## GIVEN PROBLEM A:
Answer these questions using the court opinion below.
(i) On what date was the opinion issued?
(ii) Under which federal rule do defendants say their responses meet their obligations?
(iii) What newly manufactured items do defendants offer for sale, according to plaintiffs?
## GIVEN PROBLEM B:
List each line of the records that contains the word "glove".

## PROVIDED TEXT:

_ _ _ _ _

United States District Court, S.D. New York

July 31, 2017

ABKCO MUSIC, INC., et al., Plaintiffs,
v.
WILLIAM SAGAN, et al., Defendants.

          OPINION AND ORDER

          HENRY PITMAN United States Magistrate Judge.

         I. Introduction

         I write to resolve a dispute between the parties concerning defendants' objections and responses to 1, 901 requests for admissions ("RFAs") served by plaintiffs. Plaintiffs claim that the responses are deficient and seek an Order either directing defendants to serve amended responses or deeming the requests admitted (Pls.1 Letter to the Undersigned, dated May 22, 2016 (D.I. 168) ("Pls." Motion to Compel"); see also Pls.' Reply Letter to the Undersigned, dated June 9, 2017 (D.I. 179) ("Pls.1 Reply")). Defendants argue that these RFAs are improper and that, in any event, the responses they provided satisfy their obligations under Fed.R.Civ.P. 36 (Defs.' Letter to the Undersigned, dated June 2, 2017 (D.I. 176) ("Defs.1 Opp.")).

         II. Facts

         The facts underlying this action have been set forth in previous decisions, familiarity with which are assumed. See, e.g.., Abkco Music, Inc. v. William Sagan, Norton LLC, 15 Civ. 4025 (ER), 2016 WL 2642224 at *1 (S.D.N.Y. May 6, 2016) (Ramos, D.J.). Plaintiffs allege that they own or control the copyrights to hundreds of iconic musical compositions that span composers from Rogers & Hammerstein and Hoagy Carmichael to Mick Jagger and Billy Joe Armstrong. Plaintiffs further allege that defendants acquired audio-visual recordings of concerts at which the compositions owned or controlled by plaintiffs were performed and that defendants are violating plaintiffs' rights by operating websites that offer the public the opportunity to stream or download those recordings for a fee and offer for sale newly manufactured CDs, DVDs and vinyl records containing the performances. Defendants claim to have acquired the rights to reproduce these recordings, which plaintiffs dispute.

_ _ _ _ _

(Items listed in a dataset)
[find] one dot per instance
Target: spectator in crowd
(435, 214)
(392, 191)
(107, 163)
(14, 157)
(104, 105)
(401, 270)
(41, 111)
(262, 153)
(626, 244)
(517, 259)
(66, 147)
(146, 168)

_ _ _ _ _

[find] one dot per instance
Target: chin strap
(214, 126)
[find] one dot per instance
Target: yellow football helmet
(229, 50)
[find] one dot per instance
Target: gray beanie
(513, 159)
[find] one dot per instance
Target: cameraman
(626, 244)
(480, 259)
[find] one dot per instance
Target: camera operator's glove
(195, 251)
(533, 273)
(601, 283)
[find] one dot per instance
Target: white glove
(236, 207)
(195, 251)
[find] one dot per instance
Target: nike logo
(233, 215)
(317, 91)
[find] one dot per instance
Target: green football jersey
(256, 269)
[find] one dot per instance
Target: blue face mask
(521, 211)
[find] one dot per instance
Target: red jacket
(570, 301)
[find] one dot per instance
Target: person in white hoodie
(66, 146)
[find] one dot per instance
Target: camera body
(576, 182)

_ _ _ _ _

## WRITTEN ANSWER A:
(i) July 31, 2017.
(ii) Fed.R.Civ.P. 36.
(iii) CDs, DVDs and vinyl records containing the performances.

## WRITTEN ANSWER B:
Target: camera operator's glove
Target: white glove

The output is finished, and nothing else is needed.